- _REQUIREMENT A_:
Decide whether each statement agrees with the text on the qualities of the abbot or prioress, answering yes or no for (i), (ii) and (iii) and quoting the words of the text that settle it. (i) Warnings to the upright and perceptive should at first be verbal. (ii) The Rule of Benedict treats people as interchangeable parts. (iii) The idea that people learn differently was commonplace fifty years ago.
- _REQUIREMENT B_:
Write the next paragraph of the text on the qualities of the abbot or prioress, picking up after its final sentence.

- _TEXT SEGMENT_:
=====
Qualities of the Abbot or Prioress
In their teachings, the prioress or abbot should always observe the apostle's recommendation in which it is said: "Use argument, appeal, reproof (2 Tm 4:2)." This means that they must vary with circumstances, threatening and coaxing by turns, at times stern, at times devoted and tender. With the undisciplined and restless, they will use firm argument: with the obedient and docile and patient, they will appeal for greater virtue; but as for the negligent and disdainful, we charge the abbot or prioress to use reproof and rebuke. They should not gloss over the sins of those who err, but cut them out while they can, as soon as they begin to sprout, remembering the fate of Eli, priest of Shiloh (Sm 2:11-4:18). For the upright and perceptive, the first and second warnings should be verbal; but those who are evil or stubborn, arrogant or disobedient, can be curbed only by blows or some other physical punishment at the first offense. It is written, "The fool cannot be corrected with words (Prv 29:19):" and again, "Strike your children with a rod and you will free their souls from death (Prv 23:14)."
To "vary with the circumstances" may be the genius of the entire Rule of Benedict. It is undoubtedly clear here.
The Rule of Benedict does not turn people into interchangeable parts. Benedict makes it quite plain: people don't all learn the same way; they don't all grow the same way; they can't all be dealt with the same way. Those concepts, of course, have become commonplace in a culture that is based on individualism. But they were not commonplace as recently as fifty years ago. Historically, there has been a more acceptable way for just about everything: a more acceptable way to pray; a more acceptable way to celebrate the Mass; a more acceptable way to think; a more acceptable way to live. Not everyone did it, of course, but everyone had very clear criteria by which to judge the social fit of everyone else.
=====
- _PROVIDED RECORDS_:
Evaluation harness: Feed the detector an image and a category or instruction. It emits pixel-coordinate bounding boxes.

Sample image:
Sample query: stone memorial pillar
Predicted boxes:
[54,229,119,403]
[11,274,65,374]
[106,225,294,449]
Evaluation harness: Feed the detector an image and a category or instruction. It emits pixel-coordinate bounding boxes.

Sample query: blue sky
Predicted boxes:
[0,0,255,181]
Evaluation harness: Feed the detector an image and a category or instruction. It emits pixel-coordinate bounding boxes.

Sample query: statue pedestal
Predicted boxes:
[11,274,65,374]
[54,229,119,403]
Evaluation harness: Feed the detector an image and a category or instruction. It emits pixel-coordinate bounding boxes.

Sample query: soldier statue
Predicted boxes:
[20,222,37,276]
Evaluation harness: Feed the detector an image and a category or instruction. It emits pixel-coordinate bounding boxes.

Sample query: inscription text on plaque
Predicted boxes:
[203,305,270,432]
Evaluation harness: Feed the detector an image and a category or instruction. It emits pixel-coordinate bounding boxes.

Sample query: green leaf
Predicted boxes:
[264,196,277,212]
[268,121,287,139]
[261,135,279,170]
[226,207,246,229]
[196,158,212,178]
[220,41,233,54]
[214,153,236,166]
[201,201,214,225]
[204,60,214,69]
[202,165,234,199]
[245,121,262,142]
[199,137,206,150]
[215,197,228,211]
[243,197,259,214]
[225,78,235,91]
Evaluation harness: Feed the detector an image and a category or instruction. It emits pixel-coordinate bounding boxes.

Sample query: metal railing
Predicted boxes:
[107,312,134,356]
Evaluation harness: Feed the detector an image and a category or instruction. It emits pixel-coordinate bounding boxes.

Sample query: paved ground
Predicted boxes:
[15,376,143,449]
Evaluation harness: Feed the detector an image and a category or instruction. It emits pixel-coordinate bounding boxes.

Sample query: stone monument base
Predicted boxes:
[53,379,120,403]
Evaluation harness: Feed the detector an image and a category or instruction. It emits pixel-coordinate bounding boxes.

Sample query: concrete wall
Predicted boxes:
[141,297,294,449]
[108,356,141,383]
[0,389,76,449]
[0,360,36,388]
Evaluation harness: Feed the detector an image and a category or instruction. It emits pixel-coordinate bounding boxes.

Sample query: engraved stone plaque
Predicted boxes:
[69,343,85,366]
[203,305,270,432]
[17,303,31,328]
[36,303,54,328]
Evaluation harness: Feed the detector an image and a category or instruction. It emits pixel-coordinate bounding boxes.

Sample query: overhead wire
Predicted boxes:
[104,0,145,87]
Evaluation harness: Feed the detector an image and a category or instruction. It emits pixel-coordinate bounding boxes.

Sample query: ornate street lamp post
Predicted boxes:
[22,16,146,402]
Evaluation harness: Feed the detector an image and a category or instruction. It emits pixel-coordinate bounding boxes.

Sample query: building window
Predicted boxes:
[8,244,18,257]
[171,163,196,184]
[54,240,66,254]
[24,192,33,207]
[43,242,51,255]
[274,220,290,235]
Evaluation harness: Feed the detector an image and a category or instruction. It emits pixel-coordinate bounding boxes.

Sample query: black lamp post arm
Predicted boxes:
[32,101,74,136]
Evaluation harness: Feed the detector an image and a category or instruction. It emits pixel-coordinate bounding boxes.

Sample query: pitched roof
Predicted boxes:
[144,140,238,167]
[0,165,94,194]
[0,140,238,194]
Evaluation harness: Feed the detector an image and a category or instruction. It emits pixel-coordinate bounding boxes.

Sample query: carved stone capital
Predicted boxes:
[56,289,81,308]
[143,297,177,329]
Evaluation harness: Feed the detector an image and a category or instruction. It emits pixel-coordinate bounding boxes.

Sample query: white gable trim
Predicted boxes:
=====
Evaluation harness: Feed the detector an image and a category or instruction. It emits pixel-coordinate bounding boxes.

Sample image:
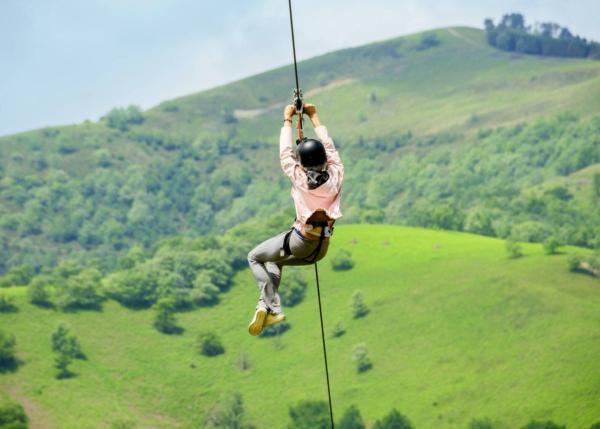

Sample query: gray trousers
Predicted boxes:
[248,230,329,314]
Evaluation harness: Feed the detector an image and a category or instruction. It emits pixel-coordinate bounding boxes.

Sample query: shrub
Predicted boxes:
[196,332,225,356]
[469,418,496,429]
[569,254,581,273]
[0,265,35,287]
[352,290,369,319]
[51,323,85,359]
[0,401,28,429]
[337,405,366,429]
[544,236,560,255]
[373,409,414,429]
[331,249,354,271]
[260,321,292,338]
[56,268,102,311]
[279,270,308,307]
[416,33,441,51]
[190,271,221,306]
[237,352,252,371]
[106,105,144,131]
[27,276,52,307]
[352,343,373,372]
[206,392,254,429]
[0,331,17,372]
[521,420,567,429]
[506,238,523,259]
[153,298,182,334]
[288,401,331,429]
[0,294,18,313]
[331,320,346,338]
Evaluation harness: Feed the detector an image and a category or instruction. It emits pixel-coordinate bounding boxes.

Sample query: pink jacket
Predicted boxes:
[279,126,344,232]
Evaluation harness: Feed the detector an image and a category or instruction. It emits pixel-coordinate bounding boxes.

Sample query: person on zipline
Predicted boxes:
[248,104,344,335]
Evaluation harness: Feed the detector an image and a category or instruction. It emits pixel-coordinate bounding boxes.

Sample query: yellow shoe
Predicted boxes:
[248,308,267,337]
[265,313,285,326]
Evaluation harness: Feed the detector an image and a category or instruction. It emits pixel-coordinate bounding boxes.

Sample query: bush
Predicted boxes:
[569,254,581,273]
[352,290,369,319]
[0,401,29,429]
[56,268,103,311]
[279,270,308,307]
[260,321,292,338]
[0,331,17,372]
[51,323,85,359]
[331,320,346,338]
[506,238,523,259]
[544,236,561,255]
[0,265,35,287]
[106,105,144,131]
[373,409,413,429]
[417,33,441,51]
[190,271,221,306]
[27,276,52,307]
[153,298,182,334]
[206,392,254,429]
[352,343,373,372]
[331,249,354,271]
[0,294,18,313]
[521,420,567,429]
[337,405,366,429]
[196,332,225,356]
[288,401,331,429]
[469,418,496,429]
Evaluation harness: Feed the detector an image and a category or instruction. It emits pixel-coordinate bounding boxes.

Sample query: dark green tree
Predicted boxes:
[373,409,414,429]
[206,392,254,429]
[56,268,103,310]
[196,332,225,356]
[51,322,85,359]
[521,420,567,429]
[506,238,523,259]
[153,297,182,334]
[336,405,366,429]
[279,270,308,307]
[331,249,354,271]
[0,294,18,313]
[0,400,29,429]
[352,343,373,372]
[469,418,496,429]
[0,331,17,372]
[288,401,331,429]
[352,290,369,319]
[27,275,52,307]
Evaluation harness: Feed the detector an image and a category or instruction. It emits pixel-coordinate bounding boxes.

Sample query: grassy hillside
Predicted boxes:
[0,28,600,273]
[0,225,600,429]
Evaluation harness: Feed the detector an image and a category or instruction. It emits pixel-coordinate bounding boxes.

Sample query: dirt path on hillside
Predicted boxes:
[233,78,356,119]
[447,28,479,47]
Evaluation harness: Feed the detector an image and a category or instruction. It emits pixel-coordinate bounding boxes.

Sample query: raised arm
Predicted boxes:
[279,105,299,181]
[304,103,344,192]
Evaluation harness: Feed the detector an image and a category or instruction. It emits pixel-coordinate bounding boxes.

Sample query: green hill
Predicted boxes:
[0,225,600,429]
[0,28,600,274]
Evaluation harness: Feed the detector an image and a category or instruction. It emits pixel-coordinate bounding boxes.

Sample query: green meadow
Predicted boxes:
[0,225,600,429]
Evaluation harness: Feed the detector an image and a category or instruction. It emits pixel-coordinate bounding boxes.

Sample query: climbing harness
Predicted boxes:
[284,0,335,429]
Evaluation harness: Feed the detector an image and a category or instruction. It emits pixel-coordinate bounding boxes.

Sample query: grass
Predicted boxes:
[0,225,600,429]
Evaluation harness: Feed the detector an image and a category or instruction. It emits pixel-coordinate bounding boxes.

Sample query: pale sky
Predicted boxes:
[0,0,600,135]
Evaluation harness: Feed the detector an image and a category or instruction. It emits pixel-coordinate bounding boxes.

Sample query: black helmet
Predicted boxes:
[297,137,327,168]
=====
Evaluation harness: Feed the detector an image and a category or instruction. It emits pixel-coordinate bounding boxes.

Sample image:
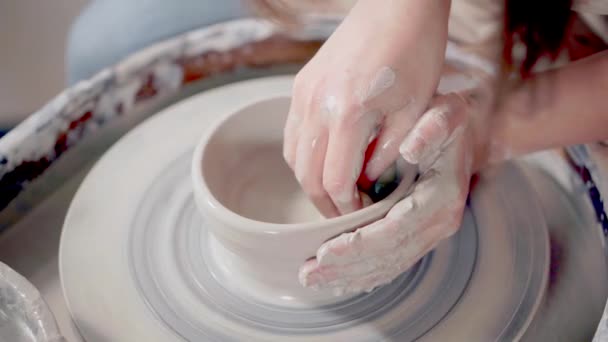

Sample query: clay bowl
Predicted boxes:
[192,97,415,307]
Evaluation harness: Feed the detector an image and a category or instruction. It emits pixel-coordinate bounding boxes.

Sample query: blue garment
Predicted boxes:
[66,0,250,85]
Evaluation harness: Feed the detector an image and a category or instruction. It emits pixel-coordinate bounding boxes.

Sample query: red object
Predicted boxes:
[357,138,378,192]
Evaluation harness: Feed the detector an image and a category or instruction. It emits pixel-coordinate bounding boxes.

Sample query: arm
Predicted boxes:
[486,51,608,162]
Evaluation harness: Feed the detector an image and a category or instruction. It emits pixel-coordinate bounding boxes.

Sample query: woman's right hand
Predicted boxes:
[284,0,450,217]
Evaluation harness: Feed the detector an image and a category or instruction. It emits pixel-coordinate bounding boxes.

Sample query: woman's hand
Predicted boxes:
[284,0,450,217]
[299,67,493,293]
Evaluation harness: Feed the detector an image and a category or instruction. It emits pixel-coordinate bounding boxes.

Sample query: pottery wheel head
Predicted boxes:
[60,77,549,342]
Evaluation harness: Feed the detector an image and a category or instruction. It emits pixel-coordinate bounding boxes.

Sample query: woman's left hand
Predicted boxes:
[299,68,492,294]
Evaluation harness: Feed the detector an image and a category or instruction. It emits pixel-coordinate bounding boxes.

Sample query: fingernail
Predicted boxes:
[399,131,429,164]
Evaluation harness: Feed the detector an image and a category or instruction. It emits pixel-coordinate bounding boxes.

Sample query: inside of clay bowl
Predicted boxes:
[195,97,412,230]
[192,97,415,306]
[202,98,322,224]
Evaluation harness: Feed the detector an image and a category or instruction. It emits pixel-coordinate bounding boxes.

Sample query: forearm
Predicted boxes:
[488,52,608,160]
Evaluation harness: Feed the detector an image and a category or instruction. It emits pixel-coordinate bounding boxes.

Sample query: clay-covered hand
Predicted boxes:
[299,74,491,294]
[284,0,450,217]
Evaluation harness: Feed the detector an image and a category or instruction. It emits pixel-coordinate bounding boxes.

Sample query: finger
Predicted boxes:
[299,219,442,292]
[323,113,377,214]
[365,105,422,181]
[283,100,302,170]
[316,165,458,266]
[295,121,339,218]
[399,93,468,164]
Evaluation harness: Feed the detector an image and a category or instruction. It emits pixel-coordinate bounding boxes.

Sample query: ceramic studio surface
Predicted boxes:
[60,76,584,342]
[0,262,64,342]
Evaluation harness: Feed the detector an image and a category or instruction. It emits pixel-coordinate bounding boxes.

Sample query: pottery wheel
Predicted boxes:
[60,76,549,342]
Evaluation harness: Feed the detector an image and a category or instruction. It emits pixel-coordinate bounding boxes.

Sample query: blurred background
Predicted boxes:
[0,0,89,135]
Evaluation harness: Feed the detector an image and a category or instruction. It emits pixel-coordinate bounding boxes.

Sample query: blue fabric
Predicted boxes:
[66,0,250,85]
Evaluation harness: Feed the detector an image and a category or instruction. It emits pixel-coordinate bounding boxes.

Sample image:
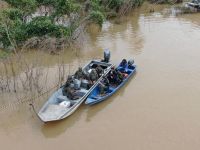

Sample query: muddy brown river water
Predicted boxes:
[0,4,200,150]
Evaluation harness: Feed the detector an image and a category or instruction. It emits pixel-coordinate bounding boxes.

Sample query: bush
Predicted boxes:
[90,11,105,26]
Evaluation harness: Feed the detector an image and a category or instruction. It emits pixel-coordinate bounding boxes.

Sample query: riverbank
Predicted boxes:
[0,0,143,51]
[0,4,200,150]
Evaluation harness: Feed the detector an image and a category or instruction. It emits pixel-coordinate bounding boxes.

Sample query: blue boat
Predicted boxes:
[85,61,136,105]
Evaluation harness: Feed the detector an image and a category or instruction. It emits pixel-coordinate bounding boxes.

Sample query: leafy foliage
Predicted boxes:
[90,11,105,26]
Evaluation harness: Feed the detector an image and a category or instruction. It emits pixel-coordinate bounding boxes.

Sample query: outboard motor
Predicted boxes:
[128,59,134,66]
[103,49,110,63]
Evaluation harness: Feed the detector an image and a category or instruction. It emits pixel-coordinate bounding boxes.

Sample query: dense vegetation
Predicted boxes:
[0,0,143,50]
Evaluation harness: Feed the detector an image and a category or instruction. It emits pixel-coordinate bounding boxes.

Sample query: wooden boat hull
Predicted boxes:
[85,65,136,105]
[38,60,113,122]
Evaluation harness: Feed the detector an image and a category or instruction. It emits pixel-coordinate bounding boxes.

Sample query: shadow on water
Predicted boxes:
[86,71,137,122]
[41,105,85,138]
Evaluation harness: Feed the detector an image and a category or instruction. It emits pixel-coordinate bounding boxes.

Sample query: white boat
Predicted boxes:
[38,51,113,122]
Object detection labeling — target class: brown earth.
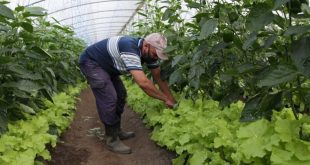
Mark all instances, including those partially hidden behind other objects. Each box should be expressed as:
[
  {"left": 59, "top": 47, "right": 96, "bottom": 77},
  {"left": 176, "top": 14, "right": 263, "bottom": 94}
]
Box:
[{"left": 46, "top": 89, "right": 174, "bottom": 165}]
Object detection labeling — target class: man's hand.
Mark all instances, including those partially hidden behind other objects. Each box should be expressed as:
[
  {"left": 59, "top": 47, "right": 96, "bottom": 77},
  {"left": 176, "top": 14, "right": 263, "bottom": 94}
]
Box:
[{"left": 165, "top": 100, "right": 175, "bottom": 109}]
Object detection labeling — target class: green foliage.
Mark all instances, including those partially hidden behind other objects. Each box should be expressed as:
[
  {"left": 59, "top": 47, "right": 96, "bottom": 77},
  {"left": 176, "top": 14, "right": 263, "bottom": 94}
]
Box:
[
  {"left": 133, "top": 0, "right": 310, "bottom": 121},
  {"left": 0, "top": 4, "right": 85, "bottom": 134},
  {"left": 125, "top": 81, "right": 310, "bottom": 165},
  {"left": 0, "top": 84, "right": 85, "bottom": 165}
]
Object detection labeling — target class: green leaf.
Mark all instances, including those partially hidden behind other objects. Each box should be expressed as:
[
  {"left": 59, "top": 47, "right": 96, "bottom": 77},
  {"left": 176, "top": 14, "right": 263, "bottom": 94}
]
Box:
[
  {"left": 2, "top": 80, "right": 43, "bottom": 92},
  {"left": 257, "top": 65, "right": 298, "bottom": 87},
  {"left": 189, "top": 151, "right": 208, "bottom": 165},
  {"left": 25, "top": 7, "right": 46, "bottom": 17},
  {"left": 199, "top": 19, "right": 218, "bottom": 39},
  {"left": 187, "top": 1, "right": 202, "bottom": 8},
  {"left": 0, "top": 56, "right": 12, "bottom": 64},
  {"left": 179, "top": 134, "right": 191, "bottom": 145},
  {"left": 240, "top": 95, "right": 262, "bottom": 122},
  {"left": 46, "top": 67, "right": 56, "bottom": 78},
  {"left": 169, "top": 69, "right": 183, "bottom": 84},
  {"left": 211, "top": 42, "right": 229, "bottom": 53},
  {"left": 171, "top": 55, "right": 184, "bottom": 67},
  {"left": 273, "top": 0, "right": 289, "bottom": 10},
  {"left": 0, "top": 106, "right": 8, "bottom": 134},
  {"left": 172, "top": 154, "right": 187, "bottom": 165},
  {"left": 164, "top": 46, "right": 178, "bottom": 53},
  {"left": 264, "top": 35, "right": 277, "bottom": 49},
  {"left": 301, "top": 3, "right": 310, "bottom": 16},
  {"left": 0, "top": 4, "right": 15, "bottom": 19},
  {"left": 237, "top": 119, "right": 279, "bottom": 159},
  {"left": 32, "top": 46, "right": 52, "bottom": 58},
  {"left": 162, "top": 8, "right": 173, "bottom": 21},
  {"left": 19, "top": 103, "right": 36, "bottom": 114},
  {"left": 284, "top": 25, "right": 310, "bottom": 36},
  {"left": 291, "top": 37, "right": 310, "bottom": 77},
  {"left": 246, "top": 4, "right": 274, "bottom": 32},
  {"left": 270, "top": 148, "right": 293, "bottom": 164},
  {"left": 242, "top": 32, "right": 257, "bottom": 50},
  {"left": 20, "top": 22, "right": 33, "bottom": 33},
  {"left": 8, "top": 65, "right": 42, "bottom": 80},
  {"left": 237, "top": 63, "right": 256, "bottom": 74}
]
=====
- _REPLY A_:
(i) Yes: "For the upright and perceptive, the first and second warnings should be verbal"
(ii) No: "The Rule of Benedict does not turn people into interchangeable parts."
(iii) No: "But they were not commonplace as recently as fifty years ago."

- _REPLY B_:
Personalism is a constant throughout the Rule of Benedict.Here, though, in a chapter on the abbot or prioress, you would certainly expect at least to find a clear call for order, if not for perfection and discipline and conformity. There is no room in Benedictine spirituality, though, for bloodless relationships between people in authority and the people for whom they have responsibility. Benedictine authority is expected to have meaning. It is to be anchored in the needs and personality of the other person. For the prioress or abbot or parent or supervisor, it is an exhausting task to treat every individual in our care as an individual but nothing else is worth our time. It is easy to intimidate the stubborn with power. It is simple to ignore the mediocre. It is possible to leave the docile on their own and hope for the best.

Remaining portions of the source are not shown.